### ACTION ITEM
Begin at the line containing "Indicate one point for each instance of the bell tower arch" in the entries below and end at the line containing "Indicate one point for each instance of the bell in"; transcribe that range exactly and nothing outside it.

### STUDY MATERIAL
##########

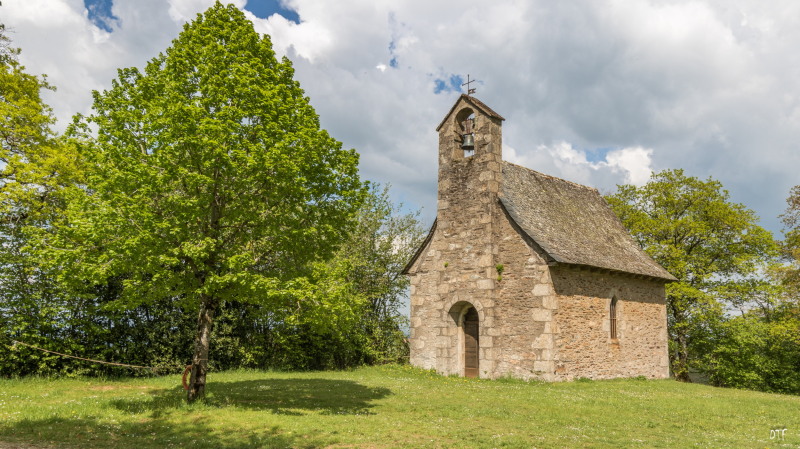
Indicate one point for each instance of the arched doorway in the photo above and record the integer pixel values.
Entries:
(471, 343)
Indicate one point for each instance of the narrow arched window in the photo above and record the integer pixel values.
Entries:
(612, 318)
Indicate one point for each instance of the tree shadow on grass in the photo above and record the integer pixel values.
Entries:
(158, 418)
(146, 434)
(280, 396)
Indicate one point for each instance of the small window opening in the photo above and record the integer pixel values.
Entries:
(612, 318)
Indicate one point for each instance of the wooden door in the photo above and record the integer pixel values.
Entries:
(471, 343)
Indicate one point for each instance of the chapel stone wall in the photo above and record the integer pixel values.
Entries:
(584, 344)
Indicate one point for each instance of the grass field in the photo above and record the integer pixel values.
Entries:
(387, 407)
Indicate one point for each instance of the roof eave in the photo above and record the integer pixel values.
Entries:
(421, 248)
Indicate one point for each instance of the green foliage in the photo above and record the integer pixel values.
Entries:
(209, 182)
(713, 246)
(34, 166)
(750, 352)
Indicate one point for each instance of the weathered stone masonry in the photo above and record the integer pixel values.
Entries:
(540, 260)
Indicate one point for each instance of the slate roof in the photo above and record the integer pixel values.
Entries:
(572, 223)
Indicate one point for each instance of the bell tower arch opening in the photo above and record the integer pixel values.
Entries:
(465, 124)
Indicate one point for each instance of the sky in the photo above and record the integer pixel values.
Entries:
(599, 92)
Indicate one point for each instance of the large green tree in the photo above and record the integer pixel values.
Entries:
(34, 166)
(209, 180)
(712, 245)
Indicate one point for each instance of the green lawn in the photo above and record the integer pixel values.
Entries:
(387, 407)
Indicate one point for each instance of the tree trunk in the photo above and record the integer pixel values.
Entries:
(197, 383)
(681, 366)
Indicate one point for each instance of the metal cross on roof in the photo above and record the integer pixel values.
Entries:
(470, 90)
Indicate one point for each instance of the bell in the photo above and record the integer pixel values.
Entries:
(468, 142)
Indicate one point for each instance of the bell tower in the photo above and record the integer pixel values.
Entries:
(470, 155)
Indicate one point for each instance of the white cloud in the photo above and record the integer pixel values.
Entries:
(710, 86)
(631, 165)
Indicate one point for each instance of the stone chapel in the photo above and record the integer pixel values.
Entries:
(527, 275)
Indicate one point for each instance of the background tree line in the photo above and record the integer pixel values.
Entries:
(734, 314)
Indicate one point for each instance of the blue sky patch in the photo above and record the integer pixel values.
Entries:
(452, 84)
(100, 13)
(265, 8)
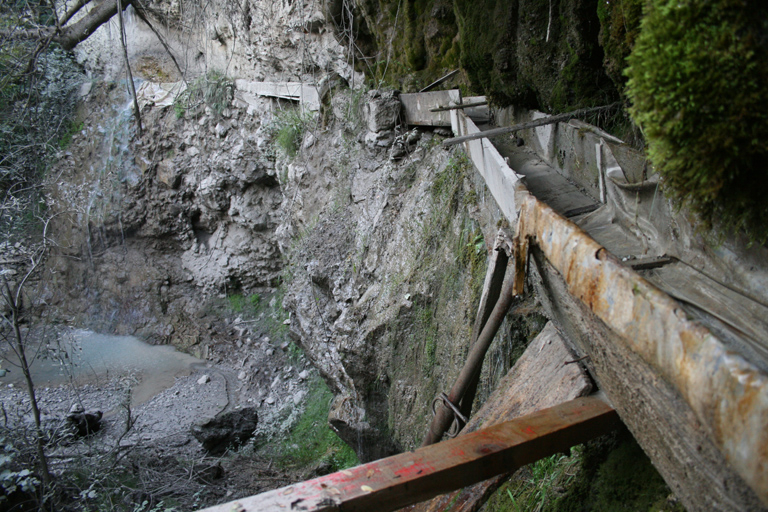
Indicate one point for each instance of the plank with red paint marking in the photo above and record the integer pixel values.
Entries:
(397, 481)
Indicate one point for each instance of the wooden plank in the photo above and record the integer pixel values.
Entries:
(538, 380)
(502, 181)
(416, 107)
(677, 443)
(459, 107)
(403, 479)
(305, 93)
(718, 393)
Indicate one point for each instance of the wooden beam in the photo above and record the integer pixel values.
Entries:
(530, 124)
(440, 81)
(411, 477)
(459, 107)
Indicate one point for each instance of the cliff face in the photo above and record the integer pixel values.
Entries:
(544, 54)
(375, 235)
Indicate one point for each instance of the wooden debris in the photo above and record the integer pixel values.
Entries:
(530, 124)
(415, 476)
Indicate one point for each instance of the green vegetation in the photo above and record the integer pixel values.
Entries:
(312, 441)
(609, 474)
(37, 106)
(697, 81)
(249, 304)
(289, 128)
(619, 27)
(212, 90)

##########

### SOLUTION FOR THIS PROBLEM
Indicate one point for each instance of the bell tower arch opening in the photo above and record the integer pixel values.
Entries:
(465, 124)
Indicate one point for each instance of the sky in the photo above and record the integer pixel values.
Entries:
(599, 92)
Indicate one point for each instance of the large green tree in the photo above and record the integer pixel values.
Entries:
(34, 166)
(209, 180)
(712, 245)
Indicate one point for each instance of the green lawn in the photo above and record the integer pixel values.
Entries:
(387, 407)
Indicate one point for each instance of the tree trunk in the photo above and record the integer pixel values.
Entries:
(197, 383)
(681, 366)
Indicate one point for each instance of the metal cross on roof in the photo above and record the integer pixel values.
Entries:
(470, 90)
Indicate one point for each instance of the bell in the photo above and record the integer pixel values.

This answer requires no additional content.